» **To do**
Check each statement against the article on Ethan Pecko below, answering yes or no and quoting the words that decide it: 1. Pecko attended Ridley High School in Folsom, Pennsylvania. 2. The Astros picked Pecko in the fifth round of the 2023 draft. 3. Pecko earned his first MLB win against the Los Angeles Angels.

Houston Astros – No. 70
- Pitcher
- Born: August 25, 2002 (age 24) Darby, Pennsylvania, U.S.
- Bats: RightThrows: Right

MLB debut
- August 19, 2026, for the Houston Astros

MLB statistics (through September 23, 2026)
- Win–loss record: 1–0
- Earned run average: 4.31
- Strikeouts: 21
- Stats at Baseball Reference

Teams
- Houston Astros (2026–present);

= Ethan Pecko =

American baseball player (born 2002)

Ethan John Pecko (born August 25, 2002) is an American professional baseball pitcher for the Houston Astros of Major League Baseball (MLB). He debuted in MLB in 2026.

==Amateur career==
Pecko grew up in Ridley Park, Pennsylvania and attended Ridley High School in Folsom, Pennsylvania. After graduating in 2020, he enrolled at La Salle University but missed his freshman year in 2021 after undergoing UCL surgery. La Salle eliminated baseball following the 2021 season, and Pecko transferred to Towson University. As a redshirt sophomore in 2023, he went 2–2 with a 3.21 ERA and 48 strikeouts. After the season, he played collegiate summer baseball in the Northwoods League with the Wausau Woodchucks.

==Professional career==
The Houston Astros selected Pecko in the sixth round of the 2023 Major League Baseball draft. Pecko made his professional debut in 2023 with the Florida Complex League Astros and also spent time with the Fayetteville Woodpeckers. Over 15 innings, he posted a 6.60 ERA. Pecko was assigned to Fayetteville to open 2024 and was promoted to the Asheville Tourists and Corpus Christi Hooks during the season. Over 26 games (15 starts) between the three teams, Pecko went 4–6 with a 3.47 ERA and 125 strikeouts over 96 innings and was named the Astros Minor League Pitcher of the Year.

The Astros assigned Pecko to Corpus Christi to open the 2025 season, although he missed time due to injury and completed a rehab assignment with the Complex League Astros. Over 11 games with Corpus Christi, Pecko posted a 4.40 ERA and 45 strikeouts. In early August, he was promoted to the Sugar Land Space Cowboys. Over eight games with Sugar Land to end the season, Pecko went 1–4 with a 3.09 ERA and 48 strikeouts over 35 innings. Pecko opened the 2026 season on the injured list with thoracic outlet syndrome and underwent surgery. He made three rehab appearances with Fayetteville and was then assigned to Sugar Land. At the time of his promotion to the major leagues, he had pitched in 17 games for Sugar Land and had a 4–6 record, a 4.94 ERA and 71 strikeouts across 74 2/3 innings.

On August 19, 2026, the Astros promoted Pecko to the major leagues for the first time. He made his MLB debut that night as Houston's starting pitcher against the Los Angeles Angels and pitched 3 2/3 innings in which he allowed two runs on three hits and three walks in a 3–2 Astros victory. Pecko also recorded four strikeouts, the first of his MLB career being of Vaughn Grissom. Pecko recorded his first career MLB win on August 30 against the New York Mets after pitching five innings in which he gave up two earned runs, three hits, and two walks in a 6–3 Astros win.

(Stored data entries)

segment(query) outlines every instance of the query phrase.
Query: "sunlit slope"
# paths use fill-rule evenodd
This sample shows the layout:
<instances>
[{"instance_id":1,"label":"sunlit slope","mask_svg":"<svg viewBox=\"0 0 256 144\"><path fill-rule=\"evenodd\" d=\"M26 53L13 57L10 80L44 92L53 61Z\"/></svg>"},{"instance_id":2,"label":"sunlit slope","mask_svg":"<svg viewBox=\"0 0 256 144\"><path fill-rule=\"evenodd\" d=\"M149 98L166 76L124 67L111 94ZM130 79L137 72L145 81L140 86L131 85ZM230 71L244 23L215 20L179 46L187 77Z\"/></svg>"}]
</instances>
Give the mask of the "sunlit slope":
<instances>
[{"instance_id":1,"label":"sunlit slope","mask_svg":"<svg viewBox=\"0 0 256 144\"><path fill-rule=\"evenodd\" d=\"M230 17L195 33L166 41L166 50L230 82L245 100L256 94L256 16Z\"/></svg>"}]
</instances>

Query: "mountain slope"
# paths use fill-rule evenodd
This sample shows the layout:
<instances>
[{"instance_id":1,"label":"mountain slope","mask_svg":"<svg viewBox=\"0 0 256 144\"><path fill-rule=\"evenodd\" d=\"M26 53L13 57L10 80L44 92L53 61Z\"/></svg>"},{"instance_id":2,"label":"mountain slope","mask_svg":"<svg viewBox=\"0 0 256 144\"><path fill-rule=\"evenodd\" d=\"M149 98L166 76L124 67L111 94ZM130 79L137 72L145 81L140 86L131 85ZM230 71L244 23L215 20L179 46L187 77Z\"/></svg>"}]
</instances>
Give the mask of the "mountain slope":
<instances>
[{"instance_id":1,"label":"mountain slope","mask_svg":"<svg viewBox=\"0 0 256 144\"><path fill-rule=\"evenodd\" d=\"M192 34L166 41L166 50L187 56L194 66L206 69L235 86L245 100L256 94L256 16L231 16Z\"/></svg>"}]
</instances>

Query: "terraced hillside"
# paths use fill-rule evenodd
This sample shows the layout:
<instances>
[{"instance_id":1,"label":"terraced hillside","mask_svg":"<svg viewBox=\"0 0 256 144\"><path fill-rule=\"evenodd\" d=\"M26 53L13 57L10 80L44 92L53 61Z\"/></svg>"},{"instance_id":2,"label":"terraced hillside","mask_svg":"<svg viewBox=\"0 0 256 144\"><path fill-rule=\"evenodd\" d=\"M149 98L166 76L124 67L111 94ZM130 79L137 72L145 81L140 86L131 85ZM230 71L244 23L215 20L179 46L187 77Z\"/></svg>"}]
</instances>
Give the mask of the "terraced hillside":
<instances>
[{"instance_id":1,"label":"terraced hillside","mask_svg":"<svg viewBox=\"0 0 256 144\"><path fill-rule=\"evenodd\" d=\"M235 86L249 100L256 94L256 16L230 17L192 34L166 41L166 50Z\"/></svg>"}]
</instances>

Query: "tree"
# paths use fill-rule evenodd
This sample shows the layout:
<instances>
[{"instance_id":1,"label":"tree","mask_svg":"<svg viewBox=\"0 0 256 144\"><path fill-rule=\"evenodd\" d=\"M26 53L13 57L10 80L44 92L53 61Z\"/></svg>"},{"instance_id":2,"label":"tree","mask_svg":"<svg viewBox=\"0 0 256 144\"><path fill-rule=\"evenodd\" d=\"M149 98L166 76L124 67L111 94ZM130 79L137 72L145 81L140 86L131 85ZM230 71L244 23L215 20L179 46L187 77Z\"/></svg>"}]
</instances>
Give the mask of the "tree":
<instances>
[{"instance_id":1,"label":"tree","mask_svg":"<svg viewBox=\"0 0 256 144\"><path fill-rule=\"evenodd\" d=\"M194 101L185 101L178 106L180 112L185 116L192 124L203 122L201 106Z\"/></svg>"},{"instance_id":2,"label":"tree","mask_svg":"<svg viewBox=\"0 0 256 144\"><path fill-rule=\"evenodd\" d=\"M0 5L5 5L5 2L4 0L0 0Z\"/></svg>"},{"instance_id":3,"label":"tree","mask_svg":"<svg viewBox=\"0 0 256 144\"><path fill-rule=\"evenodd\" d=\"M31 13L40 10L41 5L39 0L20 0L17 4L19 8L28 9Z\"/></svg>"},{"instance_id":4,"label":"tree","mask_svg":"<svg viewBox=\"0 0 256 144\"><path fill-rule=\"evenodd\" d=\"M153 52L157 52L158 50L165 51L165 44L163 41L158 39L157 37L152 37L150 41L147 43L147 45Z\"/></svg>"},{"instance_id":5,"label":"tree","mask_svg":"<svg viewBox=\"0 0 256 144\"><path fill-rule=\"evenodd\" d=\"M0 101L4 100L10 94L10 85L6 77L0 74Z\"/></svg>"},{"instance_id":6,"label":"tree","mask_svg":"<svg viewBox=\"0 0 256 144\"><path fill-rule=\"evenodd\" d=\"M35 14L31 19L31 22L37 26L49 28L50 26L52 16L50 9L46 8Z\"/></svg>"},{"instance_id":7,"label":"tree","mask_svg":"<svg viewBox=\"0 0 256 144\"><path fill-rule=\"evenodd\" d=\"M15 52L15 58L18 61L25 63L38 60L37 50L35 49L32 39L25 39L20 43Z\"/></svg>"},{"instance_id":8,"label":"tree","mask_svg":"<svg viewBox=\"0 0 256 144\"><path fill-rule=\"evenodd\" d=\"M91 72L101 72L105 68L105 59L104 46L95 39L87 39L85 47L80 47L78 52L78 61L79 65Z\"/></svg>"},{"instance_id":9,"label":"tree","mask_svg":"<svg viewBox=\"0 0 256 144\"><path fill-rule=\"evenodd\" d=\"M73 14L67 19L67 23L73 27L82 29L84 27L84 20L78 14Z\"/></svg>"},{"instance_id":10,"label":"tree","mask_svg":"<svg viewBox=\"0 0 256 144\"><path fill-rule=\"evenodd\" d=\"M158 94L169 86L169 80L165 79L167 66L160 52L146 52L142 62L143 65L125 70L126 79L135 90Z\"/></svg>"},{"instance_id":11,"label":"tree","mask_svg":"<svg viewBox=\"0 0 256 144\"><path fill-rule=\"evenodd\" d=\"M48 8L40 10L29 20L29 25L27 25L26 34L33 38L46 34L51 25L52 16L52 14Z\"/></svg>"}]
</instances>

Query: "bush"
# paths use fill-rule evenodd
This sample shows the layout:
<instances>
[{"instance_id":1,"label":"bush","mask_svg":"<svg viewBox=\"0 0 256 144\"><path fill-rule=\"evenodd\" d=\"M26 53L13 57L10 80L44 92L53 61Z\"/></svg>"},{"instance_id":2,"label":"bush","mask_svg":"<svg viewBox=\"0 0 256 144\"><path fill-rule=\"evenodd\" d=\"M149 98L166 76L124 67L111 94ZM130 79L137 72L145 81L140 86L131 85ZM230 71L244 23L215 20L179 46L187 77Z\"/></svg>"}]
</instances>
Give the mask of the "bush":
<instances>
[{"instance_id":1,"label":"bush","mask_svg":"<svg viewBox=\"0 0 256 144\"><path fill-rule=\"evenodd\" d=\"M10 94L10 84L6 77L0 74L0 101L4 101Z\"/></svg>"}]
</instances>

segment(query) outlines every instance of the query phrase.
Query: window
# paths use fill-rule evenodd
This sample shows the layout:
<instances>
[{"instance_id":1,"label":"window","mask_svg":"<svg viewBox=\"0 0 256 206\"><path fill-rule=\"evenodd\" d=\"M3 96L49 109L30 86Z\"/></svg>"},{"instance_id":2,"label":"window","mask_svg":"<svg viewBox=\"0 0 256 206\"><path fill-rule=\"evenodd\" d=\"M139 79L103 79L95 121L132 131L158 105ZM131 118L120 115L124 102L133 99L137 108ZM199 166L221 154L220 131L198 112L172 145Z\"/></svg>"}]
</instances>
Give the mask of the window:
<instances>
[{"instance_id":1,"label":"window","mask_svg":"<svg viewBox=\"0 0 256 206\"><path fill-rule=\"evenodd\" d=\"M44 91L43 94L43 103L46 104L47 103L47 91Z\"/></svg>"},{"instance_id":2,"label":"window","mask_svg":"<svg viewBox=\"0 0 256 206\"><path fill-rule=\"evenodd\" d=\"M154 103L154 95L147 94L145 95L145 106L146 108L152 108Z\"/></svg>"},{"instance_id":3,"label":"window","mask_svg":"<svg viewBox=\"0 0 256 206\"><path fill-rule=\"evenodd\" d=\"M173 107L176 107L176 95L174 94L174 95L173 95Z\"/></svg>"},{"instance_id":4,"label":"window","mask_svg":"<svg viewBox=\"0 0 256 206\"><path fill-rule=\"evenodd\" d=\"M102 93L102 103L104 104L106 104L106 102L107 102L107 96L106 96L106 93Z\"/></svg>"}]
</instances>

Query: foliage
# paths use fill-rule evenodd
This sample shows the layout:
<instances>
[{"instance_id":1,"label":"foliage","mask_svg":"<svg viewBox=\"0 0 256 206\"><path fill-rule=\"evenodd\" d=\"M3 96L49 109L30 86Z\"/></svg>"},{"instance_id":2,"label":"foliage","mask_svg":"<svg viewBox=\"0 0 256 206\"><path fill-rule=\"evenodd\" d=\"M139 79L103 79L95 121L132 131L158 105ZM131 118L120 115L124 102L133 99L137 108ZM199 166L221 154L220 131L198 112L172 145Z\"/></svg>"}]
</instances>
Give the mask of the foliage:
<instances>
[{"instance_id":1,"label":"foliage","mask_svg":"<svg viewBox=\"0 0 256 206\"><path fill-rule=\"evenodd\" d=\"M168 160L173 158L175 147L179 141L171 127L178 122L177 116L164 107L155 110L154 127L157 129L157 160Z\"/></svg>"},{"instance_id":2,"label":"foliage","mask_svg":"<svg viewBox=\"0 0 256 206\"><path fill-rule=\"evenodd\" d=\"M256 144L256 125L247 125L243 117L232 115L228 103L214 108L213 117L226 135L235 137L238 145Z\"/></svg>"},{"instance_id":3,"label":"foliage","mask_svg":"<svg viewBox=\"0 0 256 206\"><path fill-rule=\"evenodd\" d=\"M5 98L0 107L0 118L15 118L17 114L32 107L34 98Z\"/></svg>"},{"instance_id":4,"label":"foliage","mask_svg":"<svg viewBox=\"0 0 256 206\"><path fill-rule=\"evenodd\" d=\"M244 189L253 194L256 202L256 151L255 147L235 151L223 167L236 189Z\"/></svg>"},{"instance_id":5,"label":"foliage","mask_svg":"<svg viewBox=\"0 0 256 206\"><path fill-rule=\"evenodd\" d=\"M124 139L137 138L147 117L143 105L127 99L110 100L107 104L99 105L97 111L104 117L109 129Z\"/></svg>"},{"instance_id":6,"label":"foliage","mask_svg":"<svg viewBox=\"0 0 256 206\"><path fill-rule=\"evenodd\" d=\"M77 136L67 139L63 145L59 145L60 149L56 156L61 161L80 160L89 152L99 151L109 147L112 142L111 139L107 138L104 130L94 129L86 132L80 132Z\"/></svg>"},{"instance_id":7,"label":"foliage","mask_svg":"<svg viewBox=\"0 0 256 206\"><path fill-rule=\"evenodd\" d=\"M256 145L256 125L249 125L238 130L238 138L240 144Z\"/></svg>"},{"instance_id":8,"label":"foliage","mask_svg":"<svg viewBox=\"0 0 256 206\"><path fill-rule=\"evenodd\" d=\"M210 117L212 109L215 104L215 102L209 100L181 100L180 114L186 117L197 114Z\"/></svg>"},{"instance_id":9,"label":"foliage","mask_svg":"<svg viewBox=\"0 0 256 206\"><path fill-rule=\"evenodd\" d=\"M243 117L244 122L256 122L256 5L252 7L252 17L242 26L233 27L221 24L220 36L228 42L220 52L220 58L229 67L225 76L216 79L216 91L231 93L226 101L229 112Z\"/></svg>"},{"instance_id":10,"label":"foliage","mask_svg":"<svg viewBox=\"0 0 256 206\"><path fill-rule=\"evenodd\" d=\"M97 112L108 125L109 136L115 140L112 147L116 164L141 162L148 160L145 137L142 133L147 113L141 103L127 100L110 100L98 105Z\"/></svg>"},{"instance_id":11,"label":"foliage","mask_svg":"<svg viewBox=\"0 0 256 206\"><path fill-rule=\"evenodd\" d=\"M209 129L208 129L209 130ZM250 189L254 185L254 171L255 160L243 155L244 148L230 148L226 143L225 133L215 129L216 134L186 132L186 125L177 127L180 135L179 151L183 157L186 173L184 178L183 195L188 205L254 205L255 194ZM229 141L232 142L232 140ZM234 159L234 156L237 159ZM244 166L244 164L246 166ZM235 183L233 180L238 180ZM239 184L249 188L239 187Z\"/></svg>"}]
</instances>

» **Exercise output**
1. Yes: "attended Ridley High School in Folsom, Pennsylvania"
2. No: "The Houston Astros selected Pecko in the sixth round of the 2023 Major League Baseball draft."
3. No: "Pecko recorded his first career MLB win on August 30 against the New York Mets"